§ **Tasks to carry out**
• 1. Translate this sentence from the breast health text into Spanish: "Breast cancer isn’t totally preventable and a lot of it is due to heredity."
• 2. According to the breast health text, how many women in the United States are either being treated for breast cancer or have finished treatment and are considered survivors?

§ **Provided text**

Even though breast cancer death rates have decreased (going down 1% each year from 2013-18), it’s still a very real threat for millions of women. There are 3.8 million women in the United States who are either being treated for breast cancer or finished treatment and are considered survivors. It’s believed that the death rate has steadily gone down due to both advanced treatment options and early detection through screening.

For most women with no other risk factors, annual mammograms begin at age 40 and breast health then becomes more of a focus. That can lead to a lot of questions.

Corning Center for Rehabilitation and Nursing has a look at some FAQs regarding women’s breast health.

Q: Is It Normal to Have Lumps in the Breast?

Yes, and it doesn’t mean that it’s breast cancer. There can be extra fluid in the breasts when a woman is on her cycle, milk can be producing during pregnancy, lymph nodes could be present due to an immune response (many have reported this after receiving the COVID-19 vaccine), or menopause can also cause changes. It’s important to report these lumps to your doctor, however, so they can be addressed—do not wait until your next mammogram appointment.

Q: What Else Should Someone Watch for Besides a Lump?

Report any of the following changes to your doctor: thicker or firmer tissue in or near your breast or underarm, any changes in shape and size, discharge other than breast milk that comes out by itself, a nipple that points inward, or skin that is itchy, red, or scaling.

Q: Can the Risk of Breast Cancer Be Lowered?

Breast cancer isn’t totally preventable and a lot of it is due to heredity. But maintaining a healthy weight, exercising regularly, not drinking alcohol excessively, and not sitting for extended periods of time all help reduce your risk. Menopausal hormone therapy (estrogen and progestin together) could also lead to an increased risk while taking it and for five years after.

Q: Is a Mammogram the Best Way to Detect Breast Cancer?

Mammograms are the best method of detection, but it’s not perfect. That’s why self-exams and keeping an eye out for noticeable changes are also part of the prevention package.

§ **Dataset records**
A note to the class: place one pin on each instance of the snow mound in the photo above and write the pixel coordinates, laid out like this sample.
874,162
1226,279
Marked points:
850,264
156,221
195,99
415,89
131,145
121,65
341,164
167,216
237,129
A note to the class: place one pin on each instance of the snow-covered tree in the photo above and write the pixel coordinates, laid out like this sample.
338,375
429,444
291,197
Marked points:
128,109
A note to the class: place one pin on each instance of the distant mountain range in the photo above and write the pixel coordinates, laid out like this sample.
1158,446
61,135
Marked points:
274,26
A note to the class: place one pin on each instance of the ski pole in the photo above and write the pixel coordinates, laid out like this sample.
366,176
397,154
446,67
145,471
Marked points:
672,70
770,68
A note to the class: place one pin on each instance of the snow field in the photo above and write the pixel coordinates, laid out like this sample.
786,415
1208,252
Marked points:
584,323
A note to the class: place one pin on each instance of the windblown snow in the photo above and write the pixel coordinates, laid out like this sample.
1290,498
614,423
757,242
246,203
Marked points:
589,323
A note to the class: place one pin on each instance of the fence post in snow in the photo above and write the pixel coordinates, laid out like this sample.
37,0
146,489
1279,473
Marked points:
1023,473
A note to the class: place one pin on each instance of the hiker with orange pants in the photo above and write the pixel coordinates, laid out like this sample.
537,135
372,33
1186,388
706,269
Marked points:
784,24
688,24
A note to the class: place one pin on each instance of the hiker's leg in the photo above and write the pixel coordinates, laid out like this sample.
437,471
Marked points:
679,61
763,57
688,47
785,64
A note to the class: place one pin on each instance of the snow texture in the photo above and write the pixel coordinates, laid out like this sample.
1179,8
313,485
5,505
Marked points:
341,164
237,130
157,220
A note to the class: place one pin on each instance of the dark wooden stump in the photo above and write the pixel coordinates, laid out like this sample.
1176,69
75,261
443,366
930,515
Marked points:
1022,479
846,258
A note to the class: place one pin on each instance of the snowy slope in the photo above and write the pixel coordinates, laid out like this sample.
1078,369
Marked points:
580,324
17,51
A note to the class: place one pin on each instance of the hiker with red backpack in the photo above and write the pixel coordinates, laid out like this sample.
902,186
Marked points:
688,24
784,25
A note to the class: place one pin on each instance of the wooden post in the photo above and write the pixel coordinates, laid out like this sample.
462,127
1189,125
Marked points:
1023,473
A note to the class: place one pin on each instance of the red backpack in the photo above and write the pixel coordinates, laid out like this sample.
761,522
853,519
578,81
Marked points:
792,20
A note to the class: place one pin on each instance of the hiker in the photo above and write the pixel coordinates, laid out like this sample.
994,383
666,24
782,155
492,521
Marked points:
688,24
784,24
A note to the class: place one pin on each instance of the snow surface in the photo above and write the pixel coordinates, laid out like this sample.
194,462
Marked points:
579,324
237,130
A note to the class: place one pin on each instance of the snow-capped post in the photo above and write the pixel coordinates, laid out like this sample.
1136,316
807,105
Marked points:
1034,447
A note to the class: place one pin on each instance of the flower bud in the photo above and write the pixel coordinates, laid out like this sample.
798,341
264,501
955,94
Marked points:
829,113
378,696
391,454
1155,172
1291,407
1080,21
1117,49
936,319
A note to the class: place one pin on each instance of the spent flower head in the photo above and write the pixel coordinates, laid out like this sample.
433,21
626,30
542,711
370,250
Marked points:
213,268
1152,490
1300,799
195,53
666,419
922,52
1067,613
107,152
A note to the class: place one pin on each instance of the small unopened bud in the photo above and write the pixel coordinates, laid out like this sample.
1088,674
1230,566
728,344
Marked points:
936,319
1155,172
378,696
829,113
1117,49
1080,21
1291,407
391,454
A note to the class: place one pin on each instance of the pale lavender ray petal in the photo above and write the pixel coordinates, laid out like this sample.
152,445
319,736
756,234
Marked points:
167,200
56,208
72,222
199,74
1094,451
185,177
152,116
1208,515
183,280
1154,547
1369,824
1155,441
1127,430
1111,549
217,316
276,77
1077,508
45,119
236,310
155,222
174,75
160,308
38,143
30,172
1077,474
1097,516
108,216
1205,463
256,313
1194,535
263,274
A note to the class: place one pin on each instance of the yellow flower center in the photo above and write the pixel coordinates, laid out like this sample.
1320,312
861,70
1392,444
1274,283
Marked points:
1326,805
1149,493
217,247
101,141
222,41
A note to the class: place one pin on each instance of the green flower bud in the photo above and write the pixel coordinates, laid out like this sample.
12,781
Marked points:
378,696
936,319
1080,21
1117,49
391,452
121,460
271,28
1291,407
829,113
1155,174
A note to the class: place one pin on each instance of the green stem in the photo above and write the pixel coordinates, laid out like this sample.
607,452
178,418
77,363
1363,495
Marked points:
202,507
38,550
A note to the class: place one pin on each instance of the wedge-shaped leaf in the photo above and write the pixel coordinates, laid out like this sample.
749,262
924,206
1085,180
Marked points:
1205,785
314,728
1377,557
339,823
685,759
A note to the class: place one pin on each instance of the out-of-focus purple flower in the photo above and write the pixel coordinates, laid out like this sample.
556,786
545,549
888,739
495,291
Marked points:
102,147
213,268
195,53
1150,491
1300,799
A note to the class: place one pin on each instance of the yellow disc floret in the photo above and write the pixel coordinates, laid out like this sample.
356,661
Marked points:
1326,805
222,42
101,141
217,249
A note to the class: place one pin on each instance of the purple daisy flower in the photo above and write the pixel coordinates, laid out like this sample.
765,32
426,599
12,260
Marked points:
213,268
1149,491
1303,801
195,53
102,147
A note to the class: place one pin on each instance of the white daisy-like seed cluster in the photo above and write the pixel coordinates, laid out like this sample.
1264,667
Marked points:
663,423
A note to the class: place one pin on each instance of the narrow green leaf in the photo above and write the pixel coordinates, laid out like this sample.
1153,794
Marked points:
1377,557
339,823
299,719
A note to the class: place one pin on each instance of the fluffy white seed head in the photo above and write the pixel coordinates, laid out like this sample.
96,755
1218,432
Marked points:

§ **Answers provided**
• 1. El cáncer de mama no se puede prevenir por completo y gran parte se debe a la herencia.

• 2. 3.8 million women.